──────── DATA EXTRACT ────────

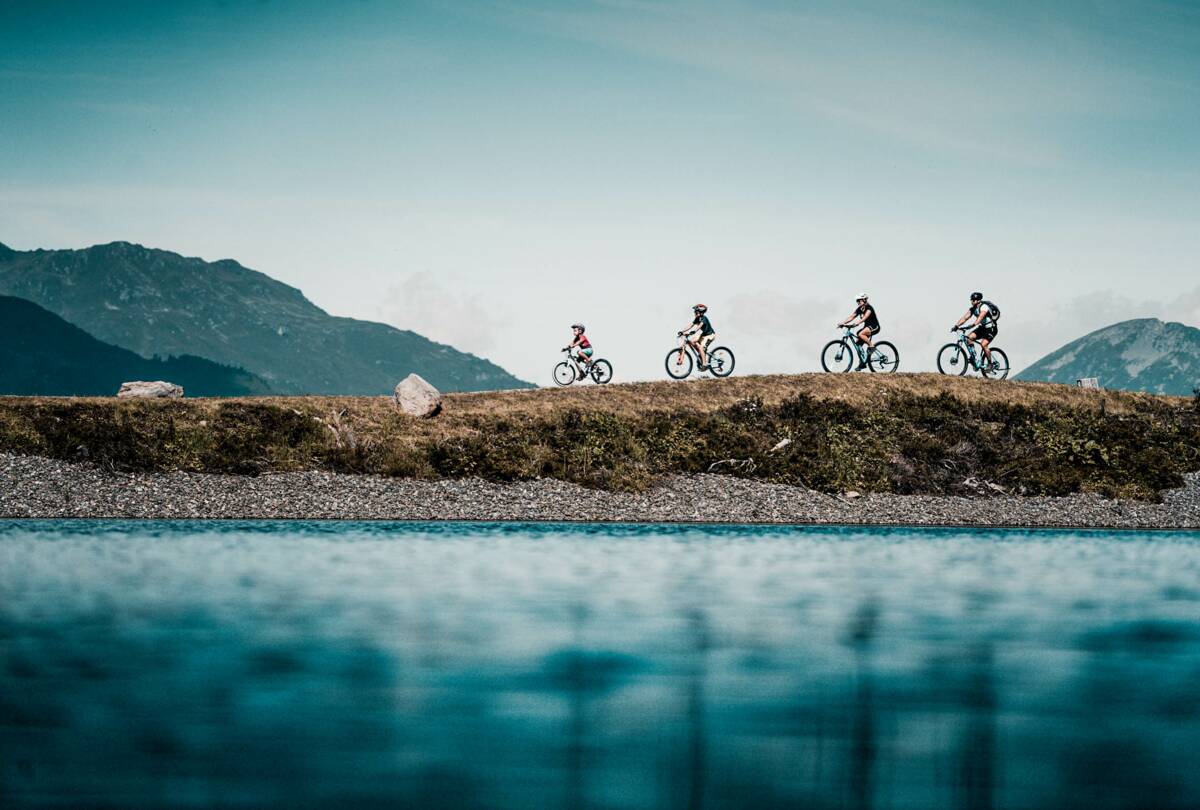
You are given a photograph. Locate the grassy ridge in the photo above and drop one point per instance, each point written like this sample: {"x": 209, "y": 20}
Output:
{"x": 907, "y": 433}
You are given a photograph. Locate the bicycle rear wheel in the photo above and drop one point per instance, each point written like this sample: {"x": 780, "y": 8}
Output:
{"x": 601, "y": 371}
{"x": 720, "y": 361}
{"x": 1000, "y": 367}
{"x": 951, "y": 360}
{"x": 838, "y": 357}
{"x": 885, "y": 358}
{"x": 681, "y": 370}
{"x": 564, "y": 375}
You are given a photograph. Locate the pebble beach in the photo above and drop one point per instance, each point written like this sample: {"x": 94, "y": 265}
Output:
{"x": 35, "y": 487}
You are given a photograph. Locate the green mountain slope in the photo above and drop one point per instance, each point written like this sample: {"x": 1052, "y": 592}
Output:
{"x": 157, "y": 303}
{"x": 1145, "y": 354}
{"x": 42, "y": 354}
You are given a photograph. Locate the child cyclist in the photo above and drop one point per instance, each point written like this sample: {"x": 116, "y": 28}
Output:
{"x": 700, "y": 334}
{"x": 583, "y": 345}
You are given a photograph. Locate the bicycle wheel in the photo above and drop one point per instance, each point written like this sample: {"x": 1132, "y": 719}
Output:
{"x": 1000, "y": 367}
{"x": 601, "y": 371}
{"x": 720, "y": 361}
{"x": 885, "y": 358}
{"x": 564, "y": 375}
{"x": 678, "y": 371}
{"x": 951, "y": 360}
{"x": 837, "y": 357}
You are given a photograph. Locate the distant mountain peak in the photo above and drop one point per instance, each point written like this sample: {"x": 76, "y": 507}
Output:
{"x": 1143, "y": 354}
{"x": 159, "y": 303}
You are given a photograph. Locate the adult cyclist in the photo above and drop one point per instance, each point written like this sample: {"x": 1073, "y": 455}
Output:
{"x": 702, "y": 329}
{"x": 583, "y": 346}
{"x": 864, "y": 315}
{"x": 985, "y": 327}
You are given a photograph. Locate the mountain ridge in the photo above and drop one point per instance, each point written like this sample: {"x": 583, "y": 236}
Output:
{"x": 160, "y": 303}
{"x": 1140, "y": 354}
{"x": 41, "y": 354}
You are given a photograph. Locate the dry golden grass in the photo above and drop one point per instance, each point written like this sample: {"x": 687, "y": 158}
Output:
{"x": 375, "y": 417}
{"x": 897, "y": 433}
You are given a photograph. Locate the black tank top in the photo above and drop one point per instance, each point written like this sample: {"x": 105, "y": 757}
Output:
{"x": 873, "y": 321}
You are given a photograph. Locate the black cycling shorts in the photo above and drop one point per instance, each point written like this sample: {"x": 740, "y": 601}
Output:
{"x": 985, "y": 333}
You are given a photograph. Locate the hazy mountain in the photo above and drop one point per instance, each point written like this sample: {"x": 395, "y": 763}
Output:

────────

STATED TASK: Exactly and exclusively, repeat the lines from the line that contains "You are given a photograph. Locate the mountain" through the end of the records, both ends included.

TASK SOLUTION:
You are given a photograph. Locate the mountain ridge in the photo above and drop one point per instance, each point written like this sample: {"x": 583, "y": 236}
Output:
{"x": 160, "y": 303}
{"x": 1140, "y": 354}
{"x": 41, "y": 354}
You are given a photograph. Locate the dry golden grass in the photo above and drop one point per instance, each point written like this sample: {"x": 687, "y": 158}
Output:
{"x": 375, "y": 417}
{"x": 897, "y": 433}
You are given a photograph. Locate the black tank top in the photo above and drop one point per instance, each point written like this sample: {"x": 105, "y": 757}
Output:
{"x": 873, "y": 321}
You are given a photograph. Locate the black cycling shorts in the photo above and drop one point per instance, each point written like this sample: {"x": 740, "y": 601}
Output:
{"x": 985, "y": 333}
You are given a photograph. Locate the hazy mountain in the photo above and drop one point per instance, each point written like this sample: {"x": 395, "y": 763}
Output:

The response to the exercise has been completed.